▸ **GOAL OF THE EXERCISE**: Starting at the line that contains "Expected: one marker per instance of the outboard", copy each line through the final one exactly as written.

[Photo object pointing records]
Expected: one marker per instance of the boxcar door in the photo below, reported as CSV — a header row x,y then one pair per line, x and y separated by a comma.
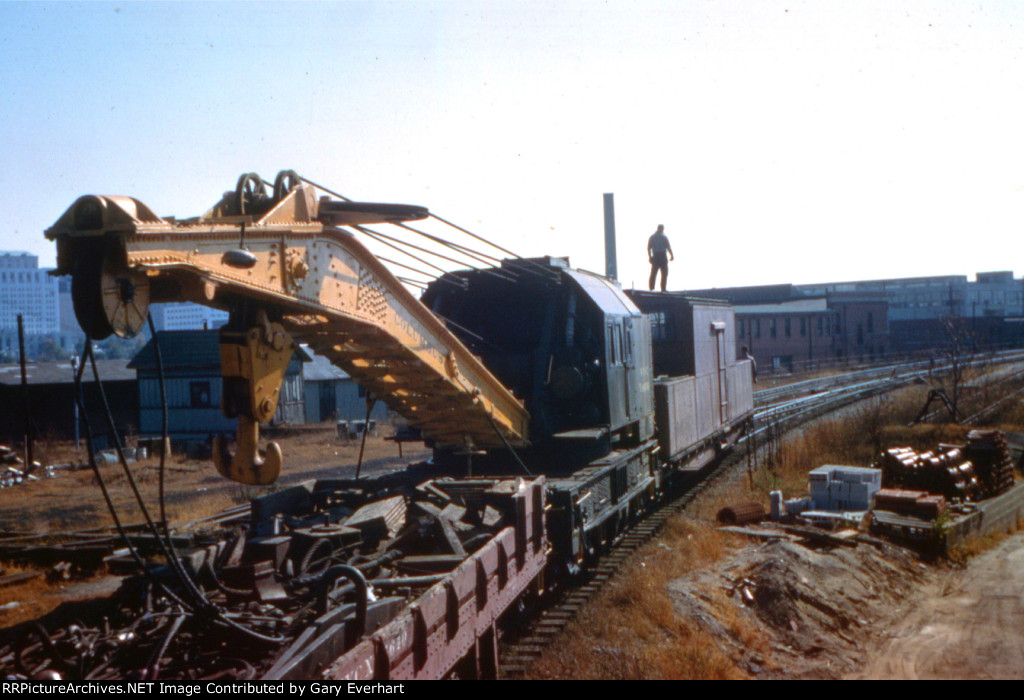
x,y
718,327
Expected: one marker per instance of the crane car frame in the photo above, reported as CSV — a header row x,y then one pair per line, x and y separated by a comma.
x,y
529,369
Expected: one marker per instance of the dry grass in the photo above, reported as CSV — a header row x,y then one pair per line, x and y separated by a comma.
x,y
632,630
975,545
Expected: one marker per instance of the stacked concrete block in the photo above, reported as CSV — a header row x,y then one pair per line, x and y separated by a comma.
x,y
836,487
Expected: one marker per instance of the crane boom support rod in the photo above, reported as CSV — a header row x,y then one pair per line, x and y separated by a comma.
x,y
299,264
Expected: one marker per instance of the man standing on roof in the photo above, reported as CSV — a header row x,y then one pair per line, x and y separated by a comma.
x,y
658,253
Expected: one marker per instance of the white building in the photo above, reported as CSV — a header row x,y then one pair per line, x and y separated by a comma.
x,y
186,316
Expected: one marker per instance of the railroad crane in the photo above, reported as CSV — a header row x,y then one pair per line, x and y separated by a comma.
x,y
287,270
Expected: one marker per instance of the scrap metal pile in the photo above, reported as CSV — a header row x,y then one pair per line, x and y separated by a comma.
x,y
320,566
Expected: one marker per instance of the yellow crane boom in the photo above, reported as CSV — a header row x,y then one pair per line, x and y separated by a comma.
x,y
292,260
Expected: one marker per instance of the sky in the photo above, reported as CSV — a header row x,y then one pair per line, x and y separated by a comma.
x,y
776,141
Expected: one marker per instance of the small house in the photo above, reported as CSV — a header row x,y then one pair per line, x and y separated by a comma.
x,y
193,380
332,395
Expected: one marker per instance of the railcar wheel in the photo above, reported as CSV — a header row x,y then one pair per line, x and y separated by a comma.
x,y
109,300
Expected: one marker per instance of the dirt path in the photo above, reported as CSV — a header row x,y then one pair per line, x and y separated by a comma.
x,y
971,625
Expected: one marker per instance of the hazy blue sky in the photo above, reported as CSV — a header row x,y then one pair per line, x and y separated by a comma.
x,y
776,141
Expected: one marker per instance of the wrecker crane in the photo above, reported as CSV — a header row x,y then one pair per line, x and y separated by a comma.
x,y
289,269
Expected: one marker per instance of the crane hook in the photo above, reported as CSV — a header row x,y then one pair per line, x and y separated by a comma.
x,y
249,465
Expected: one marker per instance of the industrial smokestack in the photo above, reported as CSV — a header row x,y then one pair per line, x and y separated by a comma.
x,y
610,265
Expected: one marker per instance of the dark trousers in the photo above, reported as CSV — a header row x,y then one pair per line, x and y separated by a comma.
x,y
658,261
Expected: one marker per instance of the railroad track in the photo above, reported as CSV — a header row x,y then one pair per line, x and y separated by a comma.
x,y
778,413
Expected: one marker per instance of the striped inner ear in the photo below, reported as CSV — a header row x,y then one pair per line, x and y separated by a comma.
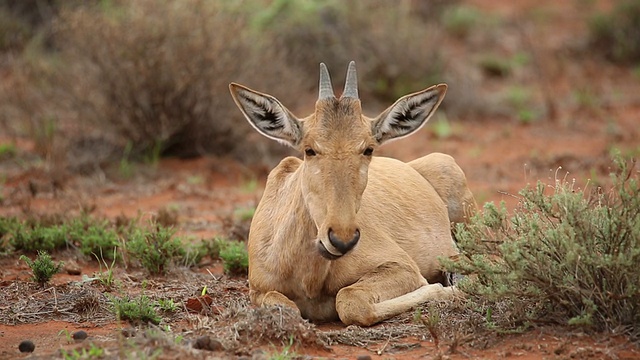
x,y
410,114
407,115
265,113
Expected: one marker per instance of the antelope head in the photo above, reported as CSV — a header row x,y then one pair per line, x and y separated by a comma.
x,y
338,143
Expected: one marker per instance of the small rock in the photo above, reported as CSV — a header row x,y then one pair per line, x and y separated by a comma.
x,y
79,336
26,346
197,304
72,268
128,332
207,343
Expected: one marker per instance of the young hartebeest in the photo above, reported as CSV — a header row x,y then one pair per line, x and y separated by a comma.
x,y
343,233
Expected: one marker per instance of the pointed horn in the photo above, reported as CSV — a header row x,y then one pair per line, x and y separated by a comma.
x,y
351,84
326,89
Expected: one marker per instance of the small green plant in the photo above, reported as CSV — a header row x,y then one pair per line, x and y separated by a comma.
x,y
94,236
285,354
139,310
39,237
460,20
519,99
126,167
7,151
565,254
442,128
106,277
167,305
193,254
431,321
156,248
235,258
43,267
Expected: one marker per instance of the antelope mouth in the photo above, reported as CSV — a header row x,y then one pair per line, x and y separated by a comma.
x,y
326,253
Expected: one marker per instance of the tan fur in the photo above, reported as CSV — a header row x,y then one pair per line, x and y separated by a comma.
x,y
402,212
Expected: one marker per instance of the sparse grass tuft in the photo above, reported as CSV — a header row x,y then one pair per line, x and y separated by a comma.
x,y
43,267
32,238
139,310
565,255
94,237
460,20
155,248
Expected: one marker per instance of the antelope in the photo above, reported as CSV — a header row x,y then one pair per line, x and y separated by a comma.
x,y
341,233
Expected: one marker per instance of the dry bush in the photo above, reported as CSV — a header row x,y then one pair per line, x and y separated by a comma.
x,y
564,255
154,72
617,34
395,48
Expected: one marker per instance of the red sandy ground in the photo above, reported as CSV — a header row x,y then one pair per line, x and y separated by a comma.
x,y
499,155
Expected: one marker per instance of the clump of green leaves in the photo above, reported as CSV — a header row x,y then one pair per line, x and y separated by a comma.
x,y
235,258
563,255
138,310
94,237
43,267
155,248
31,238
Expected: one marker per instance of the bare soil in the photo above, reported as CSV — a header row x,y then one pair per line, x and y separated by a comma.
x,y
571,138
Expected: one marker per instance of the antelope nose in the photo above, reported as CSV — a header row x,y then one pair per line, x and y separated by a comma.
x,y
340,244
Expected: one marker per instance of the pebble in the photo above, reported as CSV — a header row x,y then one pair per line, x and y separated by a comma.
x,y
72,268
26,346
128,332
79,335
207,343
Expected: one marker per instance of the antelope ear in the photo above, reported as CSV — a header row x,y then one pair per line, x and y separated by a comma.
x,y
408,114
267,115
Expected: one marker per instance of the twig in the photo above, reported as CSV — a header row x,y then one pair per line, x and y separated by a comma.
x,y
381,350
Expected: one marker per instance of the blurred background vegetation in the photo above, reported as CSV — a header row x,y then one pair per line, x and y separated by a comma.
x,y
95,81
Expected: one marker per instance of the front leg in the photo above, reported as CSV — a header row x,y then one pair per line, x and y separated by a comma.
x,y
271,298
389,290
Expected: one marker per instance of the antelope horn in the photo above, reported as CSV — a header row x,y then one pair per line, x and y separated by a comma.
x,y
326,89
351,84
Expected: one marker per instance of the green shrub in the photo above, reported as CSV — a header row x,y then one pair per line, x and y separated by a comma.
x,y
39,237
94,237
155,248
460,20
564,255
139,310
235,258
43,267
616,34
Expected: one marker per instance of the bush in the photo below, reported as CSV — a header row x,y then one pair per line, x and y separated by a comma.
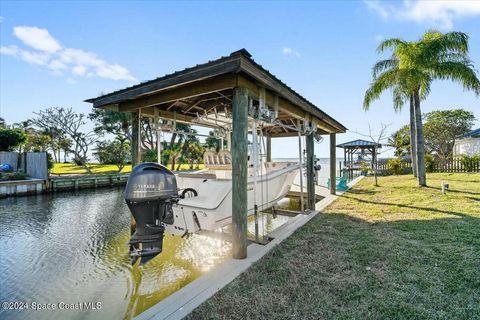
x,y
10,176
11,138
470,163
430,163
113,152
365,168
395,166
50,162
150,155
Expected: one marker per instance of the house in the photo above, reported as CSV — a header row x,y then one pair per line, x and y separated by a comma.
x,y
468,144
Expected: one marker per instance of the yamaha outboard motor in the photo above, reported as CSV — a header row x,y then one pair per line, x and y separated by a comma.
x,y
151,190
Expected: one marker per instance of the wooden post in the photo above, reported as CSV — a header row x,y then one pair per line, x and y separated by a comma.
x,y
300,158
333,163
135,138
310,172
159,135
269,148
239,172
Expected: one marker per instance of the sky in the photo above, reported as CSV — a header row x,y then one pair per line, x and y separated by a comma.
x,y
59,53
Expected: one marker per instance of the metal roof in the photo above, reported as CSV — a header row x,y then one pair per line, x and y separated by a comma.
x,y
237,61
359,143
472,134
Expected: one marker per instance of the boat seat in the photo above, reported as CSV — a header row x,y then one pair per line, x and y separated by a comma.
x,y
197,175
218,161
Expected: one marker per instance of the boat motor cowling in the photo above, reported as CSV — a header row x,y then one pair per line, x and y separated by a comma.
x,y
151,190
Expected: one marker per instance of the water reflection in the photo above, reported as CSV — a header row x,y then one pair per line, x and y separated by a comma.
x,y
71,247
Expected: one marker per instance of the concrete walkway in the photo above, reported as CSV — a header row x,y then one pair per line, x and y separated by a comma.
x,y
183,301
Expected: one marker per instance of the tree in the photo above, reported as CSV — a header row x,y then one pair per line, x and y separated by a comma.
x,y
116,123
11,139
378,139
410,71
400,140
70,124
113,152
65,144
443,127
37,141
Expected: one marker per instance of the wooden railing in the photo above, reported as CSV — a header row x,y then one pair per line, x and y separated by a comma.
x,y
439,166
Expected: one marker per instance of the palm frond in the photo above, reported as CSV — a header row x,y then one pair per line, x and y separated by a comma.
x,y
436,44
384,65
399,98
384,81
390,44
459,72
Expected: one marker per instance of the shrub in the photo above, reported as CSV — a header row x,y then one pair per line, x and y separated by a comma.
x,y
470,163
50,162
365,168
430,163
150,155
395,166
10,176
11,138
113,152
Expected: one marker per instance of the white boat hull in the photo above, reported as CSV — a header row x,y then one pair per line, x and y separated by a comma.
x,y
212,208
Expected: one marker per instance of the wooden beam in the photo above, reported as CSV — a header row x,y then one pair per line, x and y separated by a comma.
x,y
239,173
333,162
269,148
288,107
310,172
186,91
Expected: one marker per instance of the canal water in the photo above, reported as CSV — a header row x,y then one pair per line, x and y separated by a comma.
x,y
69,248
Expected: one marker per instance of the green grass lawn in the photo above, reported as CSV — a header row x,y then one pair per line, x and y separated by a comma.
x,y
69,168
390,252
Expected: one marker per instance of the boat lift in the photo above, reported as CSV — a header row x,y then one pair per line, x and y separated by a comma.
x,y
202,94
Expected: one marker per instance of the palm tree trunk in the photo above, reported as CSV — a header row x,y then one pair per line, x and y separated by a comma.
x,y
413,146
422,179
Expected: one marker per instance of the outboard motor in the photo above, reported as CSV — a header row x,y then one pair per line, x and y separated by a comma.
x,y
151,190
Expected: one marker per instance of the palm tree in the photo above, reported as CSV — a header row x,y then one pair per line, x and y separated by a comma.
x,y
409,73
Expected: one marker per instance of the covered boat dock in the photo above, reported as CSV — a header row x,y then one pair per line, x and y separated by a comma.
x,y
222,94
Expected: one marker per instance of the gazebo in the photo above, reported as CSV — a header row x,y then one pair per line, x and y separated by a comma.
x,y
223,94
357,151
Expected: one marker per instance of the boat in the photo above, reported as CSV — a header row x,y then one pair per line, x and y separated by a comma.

▸ **PROBLEM SOLUTION**:
Expected: one marker per instance of the outboard motor in the photo above, reported as CSV — a header row x,y then one pair per line, x and y separated by a comma.
x,y
151,190
Expected: one marker per instance of the palm tree in the photo above, reported as CSV — a header row x,y then one pair per line, x and y separated by a comma.
x,y
409,73
Expected: one marker per instance of the covered boat dock in the photo above, reported as CSV — a header row x,y then one pair per line, x and y separated by a comma.
x,y
222,94
Expected: one marker per instance of the gazebo in the photo above, reported as CSV — a header row x,y then one pair per line, x and y separated by a comma.
x,y
223,94
357,151
Expected: one marker per instance of the boat in the photo above, reported as CSV — a header row x,y then one pair per line, x and y separated by a comma.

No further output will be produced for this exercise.